%%
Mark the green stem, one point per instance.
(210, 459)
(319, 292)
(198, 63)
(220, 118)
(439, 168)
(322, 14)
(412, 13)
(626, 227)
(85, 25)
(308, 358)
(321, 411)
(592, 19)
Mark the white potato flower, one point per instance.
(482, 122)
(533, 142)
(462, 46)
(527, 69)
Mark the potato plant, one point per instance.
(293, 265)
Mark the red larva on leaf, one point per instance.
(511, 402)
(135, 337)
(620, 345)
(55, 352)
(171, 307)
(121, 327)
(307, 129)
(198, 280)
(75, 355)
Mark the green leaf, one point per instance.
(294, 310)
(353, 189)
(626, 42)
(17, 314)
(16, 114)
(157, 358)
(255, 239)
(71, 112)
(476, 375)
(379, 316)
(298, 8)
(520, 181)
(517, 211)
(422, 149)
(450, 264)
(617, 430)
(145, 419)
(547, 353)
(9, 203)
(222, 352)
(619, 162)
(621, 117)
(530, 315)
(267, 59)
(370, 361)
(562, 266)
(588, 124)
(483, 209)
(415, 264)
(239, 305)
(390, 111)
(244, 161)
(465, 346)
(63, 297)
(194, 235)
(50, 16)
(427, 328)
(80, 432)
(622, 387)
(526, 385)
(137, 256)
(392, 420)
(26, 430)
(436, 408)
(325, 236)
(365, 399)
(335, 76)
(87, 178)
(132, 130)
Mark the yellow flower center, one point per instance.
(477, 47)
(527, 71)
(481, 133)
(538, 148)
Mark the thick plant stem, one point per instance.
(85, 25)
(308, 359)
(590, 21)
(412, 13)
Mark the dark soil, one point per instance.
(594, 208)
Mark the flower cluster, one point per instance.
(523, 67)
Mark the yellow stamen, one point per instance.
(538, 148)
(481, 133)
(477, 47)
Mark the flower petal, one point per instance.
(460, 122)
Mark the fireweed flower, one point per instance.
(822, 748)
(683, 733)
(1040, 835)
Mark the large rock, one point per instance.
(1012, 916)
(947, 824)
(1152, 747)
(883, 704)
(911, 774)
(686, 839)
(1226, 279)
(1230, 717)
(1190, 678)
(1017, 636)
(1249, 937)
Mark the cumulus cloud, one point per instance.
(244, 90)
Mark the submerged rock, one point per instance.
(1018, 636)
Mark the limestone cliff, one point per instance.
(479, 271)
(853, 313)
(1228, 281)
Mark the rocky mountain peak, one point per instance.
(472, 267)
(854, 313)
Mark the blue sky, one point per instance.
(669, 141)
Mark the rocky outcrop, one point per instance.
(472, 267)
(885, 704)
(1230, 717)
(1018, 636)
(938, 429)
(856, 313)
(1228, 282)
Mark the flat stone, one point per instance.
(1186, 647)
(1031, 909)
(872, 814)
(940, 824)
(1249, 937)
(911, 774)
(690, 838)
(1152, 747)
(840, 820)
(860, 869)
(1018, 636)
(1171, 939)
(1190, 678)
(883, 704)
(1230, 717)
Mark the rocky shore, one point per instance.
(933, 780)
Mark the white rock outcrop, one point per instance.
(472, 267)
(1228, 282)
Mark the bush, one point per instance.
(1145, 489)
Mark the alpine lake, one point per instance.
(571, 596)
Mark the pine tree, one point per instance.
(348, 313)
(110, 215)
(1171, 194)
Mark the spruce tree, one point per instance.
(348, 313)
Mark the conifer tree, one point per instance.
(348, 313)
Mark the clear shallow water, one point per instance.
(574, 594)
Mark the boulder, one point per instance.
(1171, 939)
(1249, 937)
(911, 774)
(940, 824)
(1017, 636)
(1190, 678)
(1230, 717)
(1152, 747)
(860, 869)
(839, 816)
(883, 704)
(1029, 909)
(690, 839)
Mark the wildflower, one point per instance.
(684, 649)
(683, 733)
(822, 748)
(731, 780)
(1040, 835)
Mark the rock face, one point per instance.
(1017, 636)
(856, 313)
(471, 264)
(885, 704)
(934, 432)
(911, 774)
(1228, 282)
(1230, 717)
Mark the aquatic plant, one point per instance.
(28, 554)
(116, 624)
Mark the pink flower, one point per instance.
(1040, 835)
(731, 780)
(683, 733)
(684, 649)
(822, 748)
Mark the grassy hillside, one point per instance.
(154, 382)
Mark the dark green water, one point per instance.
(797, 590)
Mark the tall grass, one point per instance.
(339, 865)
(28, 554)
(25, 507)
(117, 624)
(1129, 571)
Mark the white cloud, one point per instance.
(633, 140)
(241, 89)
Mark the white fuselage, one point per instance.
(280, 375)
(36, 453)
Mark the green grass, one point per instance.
%%
Problem description: Transcribe the records exactly, beginning at the line that contains "Mark the tall grass, one point per instance." and continuing through the end of the records.

Correct answer:
Mark the tall grass, one point per instance.
(339, 865)
(28, 554)
(25, 507)
(117, 624)
(1129, 571)
Mark the white cloud, one point per instance.
(633, 140)
(241, 89)
Mark the white fuselage, one point per instance.
(280, 375)
(36, 453)
Mark the green grass, one point per instance.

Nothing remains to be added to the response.